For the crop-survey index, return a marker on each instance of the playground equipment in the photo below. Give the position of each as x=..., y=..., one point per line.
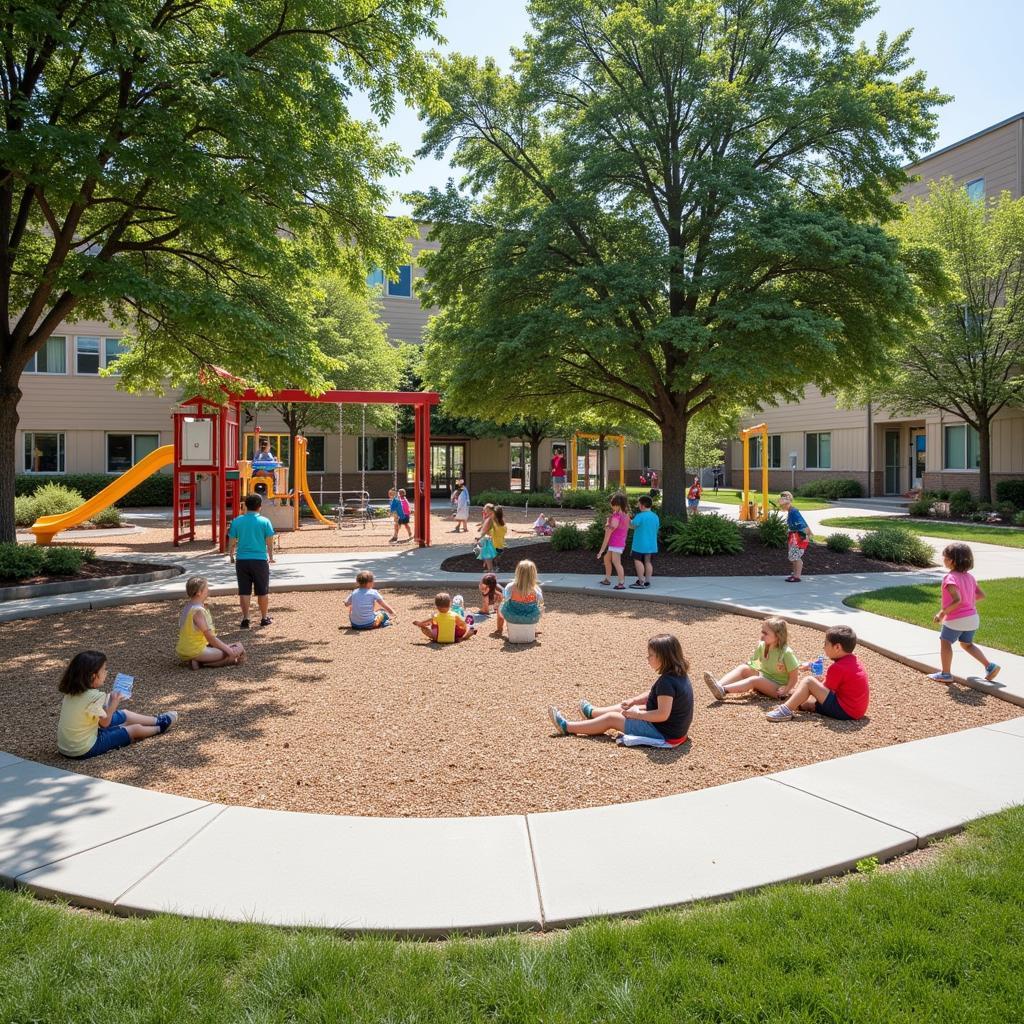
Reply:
x=749, y=511
x=574, y=465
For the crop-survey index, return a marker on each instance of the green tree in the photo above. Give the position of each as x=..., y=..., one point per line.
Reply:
x=183, y=169
x=668, y=203
x=967, y=357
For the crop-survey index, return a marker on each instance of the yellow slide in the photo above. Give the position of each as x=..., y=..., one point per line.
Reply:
x=48, y=526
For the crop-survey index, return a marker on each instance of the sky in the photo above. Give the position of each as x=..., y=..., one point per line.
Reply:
x=969, y=48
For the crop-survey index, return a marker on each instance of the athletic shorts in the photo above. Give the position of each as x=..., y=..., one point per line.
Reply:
x=253, y=576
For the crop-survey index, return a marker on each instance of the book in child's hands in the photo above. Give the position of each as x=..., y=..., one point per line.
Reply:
x=123, y=685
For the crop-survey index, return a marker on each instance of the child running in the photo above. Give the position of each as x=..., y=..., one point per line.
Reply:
x=616, y=529
x=845, y=692
x=523, y=599
x=664, y=714
x=958, y=613
x=445, y=626
x=367, y=609
x=771, y=670
x=198, y=645
x=90, y=722
x=645, y=526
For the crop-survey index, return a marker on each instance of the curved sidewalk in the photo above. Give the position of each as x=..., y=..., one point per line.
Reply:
x=134, y=851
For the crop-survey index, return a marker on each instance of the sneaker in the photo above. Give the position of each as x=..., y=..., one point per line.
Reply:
x=559, y=720
x=166, y=720
x=715, y=686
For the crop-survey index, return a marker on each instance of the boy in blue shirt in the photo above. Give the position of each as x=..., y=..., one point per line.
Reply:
x=645, y=526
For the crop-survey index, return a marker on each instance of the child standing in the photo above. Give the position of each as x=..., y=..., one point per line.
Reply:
x=800, y=536
x=615, y=531
x=664, y=714
x=445, y=626
x=198, y=644
x=771, y=670
x=958, y=613
x=845, y=693
x=90, y=722
x=363, y=605
x=645, y=526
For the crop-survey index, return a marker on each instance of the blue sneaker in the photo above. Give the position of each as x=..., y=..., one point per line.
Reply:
x=559, y=719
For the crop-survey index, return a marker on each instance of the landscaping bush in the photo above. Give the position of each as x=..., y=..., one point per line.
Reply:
x=1011, y=491
x=830, y=491
x=772, y=530
x=568, y=537
x=705, y=535
x=840, y=543
x=897, y=545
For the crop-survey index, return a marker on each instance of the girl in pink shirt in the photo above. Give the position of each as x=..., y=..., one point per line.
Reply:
x=958, y=613
x=616, y=529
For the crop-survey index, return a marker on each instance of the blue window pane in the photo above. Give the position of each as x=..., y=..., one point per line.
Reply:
x=403, y=285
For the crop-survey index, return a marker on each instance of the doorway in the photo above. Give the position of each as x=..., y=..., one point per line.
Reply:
x=892, y=463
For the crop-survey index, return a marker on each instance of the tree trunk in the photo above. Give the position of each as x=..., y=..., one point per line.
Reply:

◆ Short task
Can you copy out every item above word for word, leaving out the pictures?

◆ Task response
For the crop-survey index, return a marker on each instance of the playground equipment in the photo below. Give the position of each as x=..., y=..., one point per line.
Reply:
x=749, y=511
x=574, y=465
For the crop-survey index, return a marker on each instance of the green tree in the photo above. Give the position of each as x=..., y=..., one point per line.
Reply:
x=183, y=169
x=668, y=203
x=967, y=357
For the crop-survey index, return a marker on each instance of the yellow slide in the photo above. Give the position of each as x=..., y=..., one point per line.
Reply:
x=48, y=526
For the crop-survey index, return a marker on each instance of the sky in the photo above. Give the position of each as x=..., y=..., one point per line.
Reply:
x=969, y=48
For the crop-survey index, return a marker on each instance of the athletic shorts in the photo above. Give the position of each as x=..., y=..., one point per line.
Reply:
x=253, y=576
For the crop-survey index, return a marker on each instance of the book in child's hands in the photo above. Give the position of each as x=..., y=..., one point per line.
Reply:
x=123, y=685
For the crop-survey index, return a marker on each instance of the child running in the photo above. Give the position of each as x=..., y=..., one point per line.
Reply:
x=616, y=529
x=845, y=692
x=523, y=599
x=664, y=714
x=958, y=613
x=445, y=626
x=367, y=609
x=771, y=670
x=198, y=645
x=90, y=722
x=645, y=526
For the crop-survey index, return a marker on each instance of the curved sidewalk in the photo above. Give the position of each as x=..., y=..., one point per line.
Reply:
x=134, y=851
For the crop-survey index, return a marker on each instance of the sneaker in the photo above. Give the position of each as x=..., y=..., one point per line.
Reply:
x=559, y=720
x=166, y=720
x=715, y=686
For the crop-survey index, return a marker on each instance of the boy in blue shirt in the photo above. Give the position of each as x=..., y=..., one point per line.
Reply:
x=645, y=526
For the crop-survey index, return a marker on each instance of the child standing in the photo above. Give the position of each as x=..., y=..., one point per line.
Reply:
x=800, y=536
x=615, y=531
x=664, y=714
x=445, y=626
x=198, y=644
x=771, y=670
x=958, y=613
x=845, y=693
x=90, y=722
x=363, y=605
x=645, y=526
For the crop-survey index, return a marker on each instance of the blue sneaker in the photo above. Give the position of each as x=..., y=..., one point per line.
Reply:
x=559, y=719
For the crop-survey index, return a marker on each instance of the landscaping bush in the photo above. Give the position of each as x=..., y=..., one point per line.
Reply:
x=1011, y=491
x=830, y=491
x=772, y=530
x=568, y=537
x=705, y=535
x=840, y=543
x=897, y=545
For the crop-survey index, return a marker on each instance of the girl in pink shirt in the photo above. Give the position of each as x=..., y=..., one point per line.
Reply:
x=958, y=613
x=616, y=529
For the crop-survey index, return a marker on each instance of the blue window pane in the photo above. Give the position of each as x=..., y=..., one point per line.
Reply:
x=403, y=285
For the crop-survey index, return a marker on each instance of the doorway in the photo above. Give the position of each as x=..., y=..., one point per line.
Reply:
x=892, y=463
For the crop-survey index, return a marker on each instance of the tree trunk in the photo above. Give the position of each as x=..., y=..., one point per line.
Reply:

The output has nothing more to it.